And I only use my Keurig machines a couple times each month, but these are LIGHLY USED machines.


----------



## squerly

Melensdad said:


> Anyone else think that Keurig machines are a great idea *but the machines actually suck *
> 
> I'm on my 4th machine.
> 
> It, like those before it, loses the ability to keep pressure up and push hot water though the coffee pod.  Just like the others, I get about 1/2 a cup of coffee out of the pod, with water just barely dripping out.  Restarting the cycle again, using the same pod, I get the second 1/2 of the cup.
> 
> Oh each machine works great, right up until the warranty ends.
> 
> And I only use my Keurig machines a couple times each month, but these are LIGHLY USED machines.


That doesn't make any sense MD.  I've had mine over 3 years, use it every day.  You need to clean them occasionally but that's as easy as cycling lemon juice through them every few months.

My main bitch is the price of the coffee pods.  (I'll call them pods, not sure what the real name is.)  So I seldom buy them and instead use a little device that allows me to substitute the less expensive coffee sold in the larger containers.


----------



## BigAl RIP

Sometimes the wheels of progress do not roll right .
 I like this one . Never a problem and works every time . The price of the coffee grounds is cheap too !


----------



## Melensdad

Al I agree with you.

I use a simple coffee maker for my morning coffee.  But every once in a while I feel like a single cup in the afternoon.  We have the Keurig machine for those rare times when someone wants a single cup.


----------



## Leni

Mom gave me a little plastic coffee filter that is designed to make one cup.  It sits in the cup and steeps like a tea bag.  No muss, no fuss.


----------



## Melensdad

Leni said:


> Mom gave me a little plastic coffee filter that is designed to make one cup.  It sits in the cup and steeps like a tea bag.  No muss, no fuss.


Picture?

Brand?

Link?

Something???


----------



## Leni

If you Goggle single cup coffee filters you'll see several different versions.  None look like mine which I've had forever.  Several of them are reusuable like mine.  When I get home I'll see what brand mine is.


----------



## BigAl RIP

Folgers make a single tea bag style for  coffee .I think there is about 24 serving to the box .  We put them out at the building in town . Makes a decent cup up coffee .


----------



## Melensdad

BigAl said:


> Folgers make a single tea bag style for  coffee .I think there is about 24 serving to the box .  We put them out at the building in town . Makes a decent cup up coffee .



I may have to look into something like that in the future.  Or the one that Leni has.  

But in the mean time I have about 35-40 of the "K-Cup" coffee pods that I'm going to have to work through because I don't want to waste the coffee ... nor do I want to go through the effort of picking them open and dumping them into my big can of Folgers.

□ □ □ □ □

- **TASKS**:
- 1) In the Keurig thread, how does squerly say the machines should be cleaned?
- 2) Reproduce the part of the Keurig thread starting with "I use a simple" and going on through "a single cup.".
Rely only on the Keurig thread.

(Contour annotation records)
□ □ □ □ □

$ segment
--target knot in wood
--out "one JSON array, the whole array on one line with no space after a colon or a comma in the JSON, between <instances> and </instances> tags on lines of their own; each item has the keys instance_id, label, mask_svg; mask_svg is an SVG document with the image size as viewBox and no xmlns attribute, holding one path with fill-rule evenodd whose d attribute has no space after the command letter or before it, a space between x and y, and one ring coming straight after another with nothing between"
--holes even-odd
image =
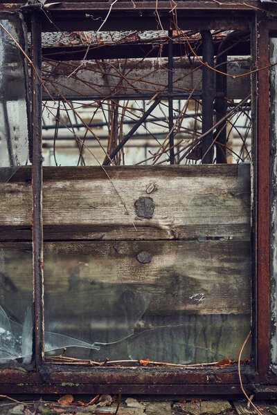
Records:
<instances>
[{"instance_id":1,"label":"knot in wood","mask_svg":"<svg viewBox=\"0 0 277 415\"><path fill-rule=\"evenodd\" d=\"M151 219L155 210L152 197L141 196L134 203L136 215L140 218Z\"/></svg>"},{"instance_id":2,"label":"knot in wood","mask_svg":"<svg viewBox=\"0 0 277 415\"><path fill-rule=\"evenodd\" d=\"M136 259L141 264L150 264L152 261L152 255L148 251L141 251L136 255Z\"/></svg>"}]
</instances>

□ □ □ □ □

- **PROBLEM SOLUTIONS**:
- 1) By cycling lemon juice through them every few months.

- 2)
I use a simple coffee maker for my morning coffee.  But every once in a while I feel like a single cup in the afternoon.  We have the Keurig machine for those rare times when someone wants a single cup.